— START Reading text —

Friday 5 April 2013

Stirring up Memories

Welcome to the ending, of a new beginning of shared memories and recipes from my Mexican culture.

Pozole, tamales, menudo, arroz con pollo…nothing stirs up memories like the smell of a home cooked Mexican meal. 

Right now, I am recollecting the many memories my mom and I share in her kitchen, the memories I share with my siblings, my dad, my cousins, my uncles and aunts. All these memories flash back to moments at the dinner table or in the kitchen.

I am flashing back in time. I am making cookbook plans for the future, afraid unwritten recipes will become lost memories and past lifestyles.

Throughout my blog, I have traced the importance of cooking in the Mexican cuisine, the role of the female in the kitchen, and I’ve sprinkled some recipes along the way, but most importantly, I leave you with my own feelings about he Mexican cuisine.

To me the Mexican cuisine is a recipe of its own in which all recipes are imaginatively created and symbolic to families of all educational and social economic standing in their own unique and flavorful way. In my life, food brings one together. Although I don’t always like being interrupted when eating my meal because my brother decides he wants more apple juice, or although I don’t like seeing my mom spend too much time in the kitchen, at the end of the day, when all have eaten and the table sits ready to be cleaned up, I contemplate on the fact that more family memories have been created, more jokes have been told, new stories revealed.

— END Reading text —

> _Parts of the exercise_
a. Say whether each statement agrees with the blog post on Mexican cooking memories: (i) the writer is planning a cookbook, (ii) the writer likes being interrupted at meals when the brother wants more apple juice, (iii) menudo is one of the dishes named. Answer yes or no for each and quote the deciding words from the post.
b. From the blog post on Mexican cooking memories, pull out the stretch from "Throughout my blog, I" through "he Mexican cuisine." and copy it exactly.

— START Information shown —

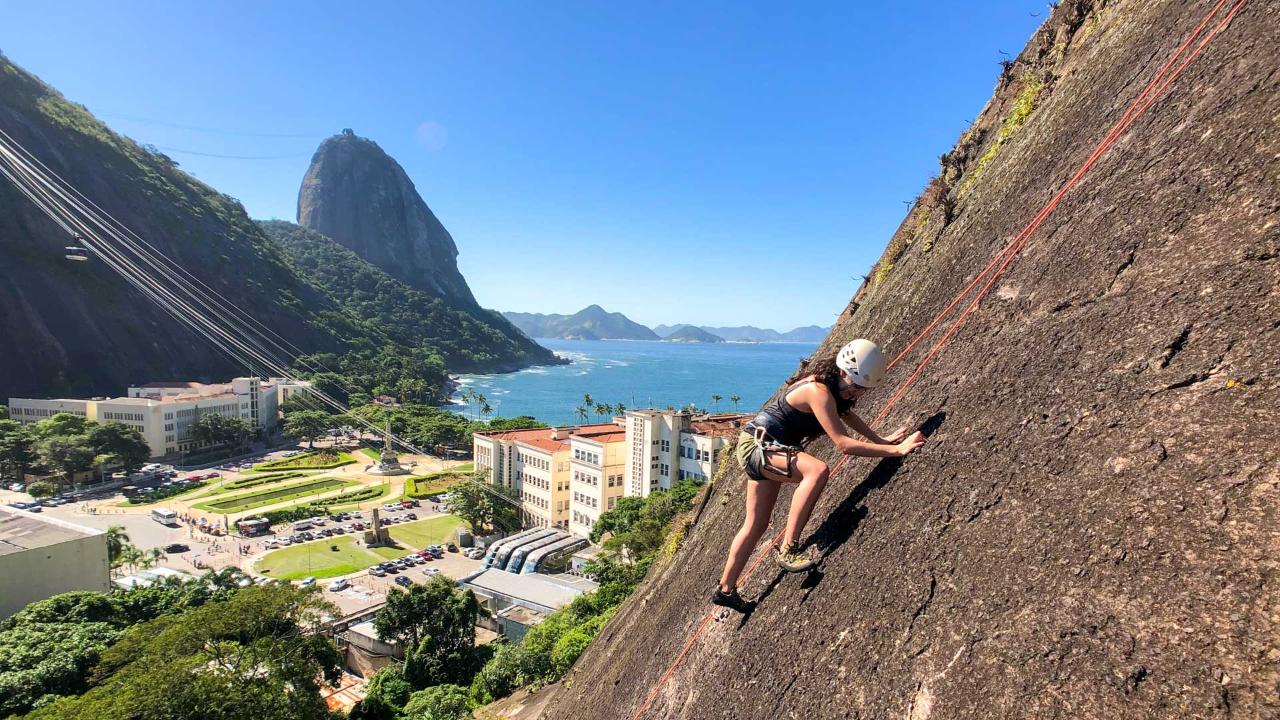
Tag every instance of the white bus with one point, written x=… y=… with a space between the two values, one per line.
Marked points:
x=164 y=516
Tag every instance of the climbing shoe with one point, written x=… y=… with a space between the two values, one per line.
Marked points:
x=792 y=560
x=732 y=601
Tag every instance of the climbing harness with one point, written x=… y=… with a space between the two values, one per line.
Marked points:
x=758 y=460
x=1000 y=263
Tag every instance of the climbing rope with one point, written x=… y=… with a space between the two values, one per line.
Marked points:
x=1000 y=263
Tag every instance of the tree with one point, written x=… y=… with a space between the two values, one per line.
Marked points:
x=385 y=695
x=117 y=540
x=435 y=624
x=625 y=514
x=17 y=449
x=257 y=654
x=119 y=443
x=485 y=507
x=307 y=424
x=440 y=702
x=41 y=488
x=67 y=454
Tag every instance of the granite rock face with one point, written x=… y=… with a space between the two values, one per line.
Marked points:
x=360 y=196
x=77 y=329
x=1093 y=527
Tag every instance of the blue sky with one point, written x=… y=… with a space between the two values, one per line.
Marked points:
x=717 y=164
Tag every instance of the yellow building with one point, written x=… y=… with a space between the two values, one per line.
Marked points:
x=549 y=466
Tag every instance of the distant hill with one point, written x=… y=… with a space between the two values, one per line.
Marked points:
x=749 y=333
x=693 y=333
x=470 y=340
x=589 y=323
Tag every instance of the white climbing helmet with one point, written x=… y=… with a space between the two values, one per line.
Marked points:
x=863 y=360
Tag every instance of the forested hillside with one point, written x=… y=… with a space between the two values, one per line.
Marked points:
x=467 y=340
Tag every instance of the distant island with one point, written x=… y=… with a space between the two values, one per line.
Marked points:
x=691 y=333
x=589 y=323
x=595 y=323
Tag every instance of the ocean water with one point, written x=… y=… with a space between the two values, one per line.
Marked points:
x=639 y=374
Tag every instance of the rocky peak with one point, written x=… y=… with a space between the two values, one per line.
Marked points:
x=360 y=196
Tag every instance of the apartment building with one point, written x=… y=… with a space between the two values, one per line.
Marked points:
x=164 y=413
x=598 y=470
x=666 y=446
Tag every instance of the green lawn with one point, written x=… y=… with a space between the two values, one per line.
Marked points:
x=316 y=559
x=421 y=533
x=272 y=496
x=316 y=460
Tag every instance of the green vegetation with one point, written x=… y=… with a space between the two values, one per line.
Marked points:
x=156 y=495
x=323 y=460
x=483 y=507
x=318 y=559
x=344 y=501
x=65 y=445
x=437 y=483
x=257 y=652
x=421 y=533
x=250 y=501
x=63 y=646
x=307 y=424
x=1023 y=108
x=464 y=340
x=254 y=481
x=435 y=624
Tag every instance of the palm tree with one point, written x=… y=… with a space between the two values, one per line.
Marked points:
x=117 y=540
x=155 y=556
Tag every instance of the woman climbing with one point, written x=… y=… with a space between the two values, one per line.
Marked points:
x=819 y=399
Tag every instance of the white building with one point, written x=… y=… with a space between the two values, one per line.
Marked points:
x=666 y=446
x=164 y=413
x=44 y=556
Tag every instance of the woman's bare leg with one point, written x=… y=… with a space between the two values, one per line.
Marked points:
x=813 y=473
x=760 y=497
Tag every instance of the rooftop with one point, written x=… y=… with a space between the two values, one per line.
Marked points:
x=718 y=425
x=539 y=592
x=21 y=531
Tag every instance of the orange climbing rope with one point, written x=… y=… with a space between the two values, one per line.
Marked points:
x=1153 y=90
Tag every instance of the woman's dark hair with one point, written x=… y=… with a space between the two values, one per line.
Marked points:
x=823 y=369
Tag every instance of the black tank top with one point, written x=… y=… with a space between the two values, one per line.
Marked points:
x=791 y=425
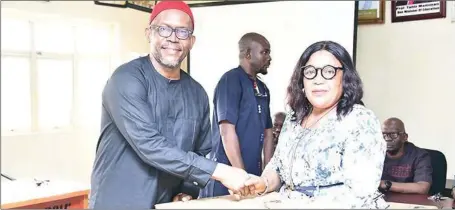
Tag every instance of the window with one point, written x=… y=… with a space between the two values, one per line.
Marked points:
x=53 y=73
x=92 y=76
x=55 y=93
x=54 y=37
x=15 y=90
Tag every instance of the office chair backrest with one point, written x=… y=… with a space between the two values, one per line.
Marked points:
x=439 y=164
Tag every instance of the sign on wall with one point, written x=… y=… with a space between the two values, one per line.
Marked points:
x=417 y=10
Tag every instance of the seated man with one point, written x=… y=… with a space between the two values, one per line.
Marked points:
x=407 y=168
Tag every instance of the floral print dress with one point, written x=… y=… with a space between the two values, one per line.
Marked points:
x=339 y=164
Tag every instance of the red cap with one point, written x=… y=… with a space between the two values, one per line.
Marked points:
x=165 y=5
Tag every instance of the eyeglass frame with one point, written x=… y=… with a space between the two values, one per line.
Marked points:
x=173 y=31
x=388 y=134
x=320 y=70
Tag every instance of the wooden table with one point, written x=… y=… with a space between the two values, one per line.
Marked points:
x=418 y=199
x=52 y=195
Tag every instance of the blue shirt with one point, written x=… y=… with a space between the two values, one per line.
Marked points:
x=155 y=133
x=237 y=102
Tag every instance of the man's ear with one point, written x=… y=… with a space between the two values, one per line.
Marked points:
x=193 y=40
x=147 y=34
x=248 y=54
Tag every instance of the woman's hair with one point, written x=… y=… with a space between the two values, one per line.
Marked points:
x=352 y=84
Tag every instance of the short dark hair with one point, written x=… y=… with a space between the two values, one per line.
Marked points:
x=352 y=84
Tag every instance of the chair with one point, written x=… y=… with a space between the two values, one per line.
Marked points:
x=439 y=164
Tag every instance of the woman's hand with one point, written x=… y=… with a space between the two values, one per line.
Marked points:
x=232 y=178
x=256 y=185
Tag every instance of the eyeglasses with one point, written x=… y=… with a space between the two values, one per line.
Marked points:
x=166 y=31
x=391 y=135
x=328 y=72
x=257 y=92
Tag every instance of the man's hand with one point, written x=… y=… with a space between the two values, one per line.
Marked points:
x=256 y=185
x=232 y=178
x=182 y=197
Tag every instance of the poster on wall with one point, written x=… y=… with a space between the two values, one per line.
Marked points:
x=417 y=10
x=121 y=4
x=371 y=12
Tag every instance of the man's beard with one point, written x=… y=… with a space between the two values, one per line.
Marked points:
x=393 y=152
x=263 y=71
x=168 y=63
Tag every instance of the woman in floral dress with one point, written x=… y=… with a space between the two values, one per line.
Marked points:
x=331 y=150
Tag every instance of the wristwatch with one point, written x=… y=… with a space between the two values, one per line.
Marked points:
x=388 y=185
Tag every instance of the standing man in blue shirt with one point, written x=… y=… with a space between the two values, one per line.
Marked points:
x=242 y=125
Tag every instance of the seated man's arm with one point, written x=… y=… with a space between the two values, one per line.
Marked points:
x=422 y=177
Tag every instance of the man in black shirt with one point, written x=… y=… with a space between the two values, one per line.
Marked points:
x=407 y=168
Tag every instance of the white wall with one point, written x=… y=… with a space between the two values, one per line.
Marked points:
x=67 y=155
x=408 y=70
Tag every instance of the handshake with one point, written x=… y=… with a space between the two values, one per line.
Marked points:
x=238 y=181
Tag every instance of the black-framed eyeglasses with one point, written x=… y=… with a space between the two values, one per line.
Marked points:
x=166 y=31
x=392 y=135
x=328 y=72
x=257 y=92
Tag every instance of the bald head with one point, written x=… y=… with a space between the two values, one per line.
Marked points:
x=248 y=40
x=393 y=124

— END Information shown —

> _Results of the tasks_
a.
(i) Yes: "I am making cookbook plans for the future"
(ii) No: "I don’t always like being interrupted when eating my meal because my brother decides he wants more apple juice"
(iii) Yes: "Pozole, tamales, menudo, arroz con pollo"

b.
Throughout my blog, I have traced the importance of cooking in the Mexican cuisine, the role of the female in the kitchen, and I’ve sprinkled some recipes along the way, but most importantly, I leave you with my own feelings about he Mexican cuisine.